# Records for the task
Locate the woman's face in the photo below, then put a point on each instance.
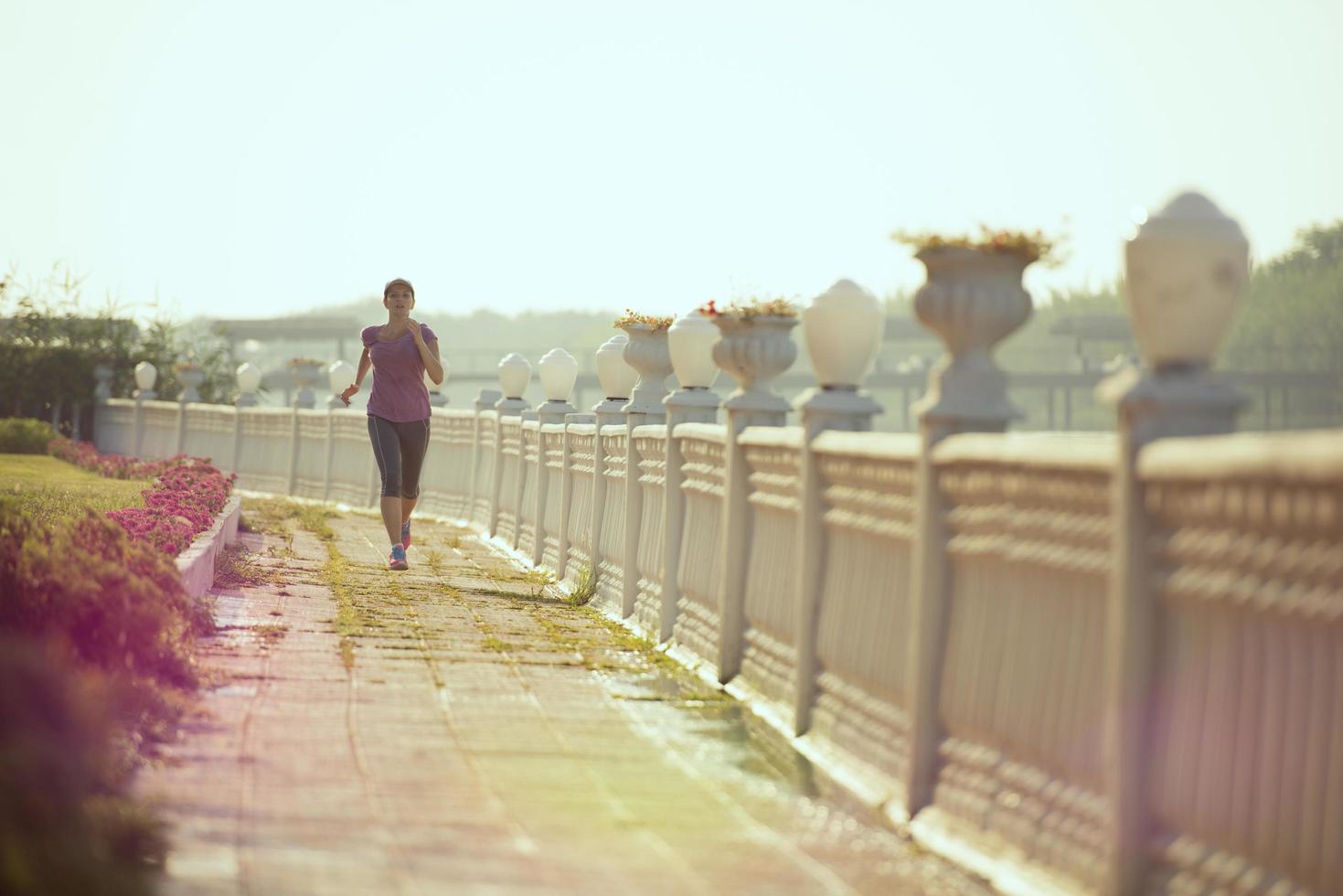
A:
(400, 301)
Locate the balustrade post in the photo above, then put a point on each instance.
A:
(690, 343)
(617, 379)
(559, 371)
(1186, 272)
(567, 491)
(842, 331)
(647, 354)
(249, 379)
(520, 480)
(515, 374)
(973, 300)
(484, 402)
(753, 351)
(182, 427)
(293, 449)
(145, 377)
(101, 392)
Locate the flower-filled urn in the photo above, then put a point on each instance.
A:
(615, 377)
(515, 374)
(559, 371)
(973, 300)
(842, 331)
(145, 377)
(647, 354)
(1185, 277)
(755, 349)
(690, 343)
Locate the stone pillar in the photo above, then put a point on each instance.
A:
(753, 351)
(484, 402)
(567, 492)
(249, 380)
(647, 354)
(293, 448)
(690, 343)
(559, 371)
(515, 374)
(842, 331)
(1186, 272)
(617, 379)
(973, 300)
(524, 418)
(145, 377)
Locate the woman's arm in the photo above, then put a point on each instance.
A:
(432, 366)
(429, 352)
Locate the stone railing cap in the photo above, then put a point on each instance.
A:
(896, 446)
(716, 432)
(1291, 457)
(1094, 452)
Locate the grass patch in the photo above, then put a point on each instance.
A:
(349, 618)
(584, 589)
(50, 491)
(237, 567)
(280, 516)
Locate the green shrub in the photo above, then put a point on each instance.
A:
(63, 827)
(117, 603)
(23, 435)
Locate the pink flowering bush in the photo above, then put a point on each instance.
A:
(97, 660)
(182, 503)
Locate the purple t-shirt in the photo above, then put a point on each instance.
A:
(400, 394)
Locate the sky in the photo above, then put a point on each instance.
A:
(252, 159)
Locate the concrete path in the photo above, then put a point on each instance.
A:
(457, 730)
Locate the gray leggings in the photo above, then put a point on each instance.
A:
(400, 449)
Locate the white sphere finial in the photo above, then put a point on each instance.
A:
(515, 374)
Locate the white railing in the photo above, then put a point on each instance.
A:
(1246, 687)
(1105, 664)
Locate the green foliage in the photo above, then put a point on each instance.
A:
(20, 435)
(50, 346)
(48, 491)
(1294, 316)
(63, 827)
(116, 603)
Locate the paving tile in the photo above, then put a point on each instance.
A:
(481, 743)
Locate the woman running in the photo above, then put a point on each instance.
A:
(400, 352)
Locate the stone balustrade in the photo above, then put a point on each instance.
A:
(1093, 664)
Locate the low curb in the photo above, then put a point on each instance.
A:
(197, 564)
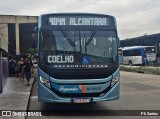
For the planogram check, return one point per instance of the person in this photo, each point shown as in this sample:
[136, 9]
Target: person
[27, 70]
[12, 66]
[21, 70]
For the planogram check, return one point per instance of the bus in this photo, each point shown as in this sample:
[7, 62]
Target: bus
[78, 58]
[139, 55]
[120, 55]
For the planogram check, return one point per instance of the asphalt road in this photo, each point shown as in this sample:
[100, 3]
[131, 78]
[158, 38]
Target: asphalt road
[137, 92]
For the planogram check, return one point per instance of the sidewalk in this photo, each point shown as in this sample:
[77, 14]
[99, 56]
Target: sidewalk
[15, 95]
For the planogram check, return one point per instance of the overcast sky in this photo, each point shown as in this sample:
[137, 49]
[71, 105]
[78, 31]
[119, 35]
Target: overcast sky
[134, 17]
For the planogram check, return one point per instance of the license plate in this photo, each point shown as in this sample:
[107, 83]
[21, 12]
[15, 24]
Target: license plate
[81, 100]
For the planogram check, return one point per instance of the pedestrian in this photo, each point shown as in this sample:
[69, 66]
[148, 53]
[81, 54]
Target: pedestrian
[12, 66]
[21, 70]
[27, 70]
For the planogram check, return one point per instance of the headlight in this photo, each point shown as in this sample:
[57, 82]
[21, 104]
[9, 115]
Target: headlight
[114, 80]
[45, 81]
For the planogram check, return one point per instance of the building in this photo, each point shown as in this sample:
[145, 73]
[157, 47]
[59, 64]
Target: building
[146, 40]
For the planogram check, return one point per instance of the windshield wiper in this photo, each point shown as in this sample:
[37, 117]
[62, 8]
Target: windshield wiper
[67, 37]
[91, 37]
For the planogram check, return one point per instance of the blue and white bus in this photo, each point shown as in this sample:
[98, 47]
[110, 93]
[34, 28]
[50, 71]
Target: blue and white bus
[78, 58]
[139, 55]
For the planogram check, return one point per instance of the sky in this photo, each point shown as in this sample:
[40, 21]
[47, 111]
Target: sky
[134, 17]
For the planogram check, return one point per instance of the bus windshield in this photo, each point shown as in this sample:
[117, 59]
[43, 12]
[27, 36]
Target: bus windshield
[78, 48]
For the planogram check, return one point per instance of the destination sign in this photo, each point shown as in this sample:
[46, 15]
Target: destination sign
[79, 21]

# About this task
Please print the records above once more, word for word, omitting all pictures.

# Result of the exercise
Locate the woman's face in the photo below, then put a point on each instance.
A:
(400, 301)
Locate the balustrade post in the photo above, then put a point on each instance.
A:
(690, 343)
(617, 379)
(559, 371)
(1186, 272)
(567, 491)
(842, 331)
(647, 354)
(249, 379)
(520, 480)
(515, 374)
(973, 300)
(484, 402)
(753, 351)
(182, 427)
(293, 449)
(145, 377)
(101, 392)
Locate the flower-filled urn in the photo above, then put a point on each instance.
A:
(615, 377)
(515, 374)
(559, 371)
(973, 300)
(842, 331)
(145, 377)
(647, 354)
(1185, 277)
(755, 349)
(690, 343)
Locate the stone pillar in the photo above, then put a point on each instance.
A:
(753, 351)
(484, 402)
(567, 492)
(249, 380)
(647, 354)
(293, 448)
(690, 343)
(559, 371)
(515, 374)
(842, 331)
(1186, 272)
(617, 379)
(973, 300)
(524, 418)
(145, 377)
Locate the woman's arm in the photo above, then put a point on each instance.
A:
(432, 366)
(429, 352)
Locate the stone railing cap in the photo above, then put a point on each instance.
A:
(896, 446)
(716, 432)
(1291, 457)
(1094, 452)
Locate the grass patch in the photo above, then put a point on each instance.
A:
(349, 618)
(584, 589)
(50, 491)
(237, 567)
(280, 516)
Locate the green shrub in the photo above, then put a point on each instance.
A:
(63, 827)
(117, 603)
(23, 435)
Locate the pink flowering bush in the photo above, then put a point on each instance.
A:
(97, 660)
(182, 503)
Locate the purple t-shirt in the photo above, then put a point on each instance.
A:
(400, 394)
Locate the sky in the photo above, then put a point on each instance.
A:
(252, 159)
Locate the concrete path in the photo above, then put a point on each instance.
A:
(457, 730)
Locate the gray leggings in the photo above, then put a point on each instance.
A:
(400, 449)
Locate the white sphere finial in the photo above, then put a point on each instance.
A:
(515, 374)
Locate the white railing in the photo above, then put a point on each instance.
A:
(1246, 687)
(1105, 664)
Locate the green foliage in the photo above, then put a point on each instance.
A:
(20, 435)
(50, 346)
(48, 491)
(1294, 316)
(63, 827)
(116, 603)
Locate the paving tile in the photo above, then put a point on each instance.
A:
(481, 743)
Locate the woman running in the photo above, then put a point on each instance.
A:
(400, 352)
Locate the stone balustrade in the photo above, then put a point on each instance.
A:
(1093, 664)
Locate the low curb in the photo above, then put a point on each instance.
A:
(197, 564)
For the planogram check, return one point per instance of the person in this photo, each point shown as in this sample:
[136, 9]
Target: person
[27, 70]
[12, 66]
[21, 70]
For the planogram check, return one point per instance of the bus in this photo, each point shown as in this sample:
[7, 62]
Target: bus
[78, 58]
[139, 55]
[120, 55]
For the planogram check, return one point per instance of the asphalt road in this photo, each point shown as in this sample:
[100, 3]
[131, 78]
[158, 38]
Target: asphalt road
[137, 92]
For the planogram check, return one point per instance of the sidewalk in this photo, each point shown as in this sample:
[77, 14]
[99, 56]
Target: sidewalk
[15, 95]
For the planogram check, return one point per instance of the overcast sky in this photo, each point shown as in this sample:
[137, 49]
[71, 105]
[78, 31]
[119, 35]
Target: overcast sky
[134, 17]
For the planogram check, return one point per instance of the license plate in this photo, each point shown as in this sample:
[107, 83]
[21, 12]
[15, 24]
Target: license plate
[81, 100]
For the planogram check, return one point per instance of the pedestrian in this photo, each point shown as in this sample:
[69, 66]
[148, 53]
[81, 54]
Target: pedestrian
[12, 66]
[21, 70]
[27, 70]
For the planogram check, return one point per instance of the headlight in this photo, each point shown as in this sample:
[57, 82]
[21, 104]
[9, 115]
Target: headlight
[114, 80]
[45, 81]
For the planogram check, return one point per instance of the building in this photo, each point shown as in this sample:
[145, 73]
[157, 47]
[59, 64]
Target: building
[146, 40]
For the planogram check, return one point per instance of the windshield wiper in this photo, each point shown as in this sample:
[37, 117]
[62, 8]
Target: windshield wiper
[67, 37]
[91, 37]
For the planogram check, return one point per instance of the blue and white bus in this photo, each point shown as in this sample:
[98, 47]
[110, 93]
[34, 28]
[50, 71]
Target: blue and white bus
[78, 58]
[139, 55]
For the planogram check, return one point per instance of the sky in this photo, each point shown as in this sample:
[40, 21]
[47, 111]
Target: sky
[134, 17]
For the planogram check, return one point per instance of the bus windshield in this photo, each point shown as in this sample:
[117, 59]
[43, 12]
[27, 36]
Target: bus windshield
[78, 48]
For the planogram check, return one point per instance of the destination sign in this photo, each point shown as in this sample:
[46, 15]
Target: destination sign
[79, 21]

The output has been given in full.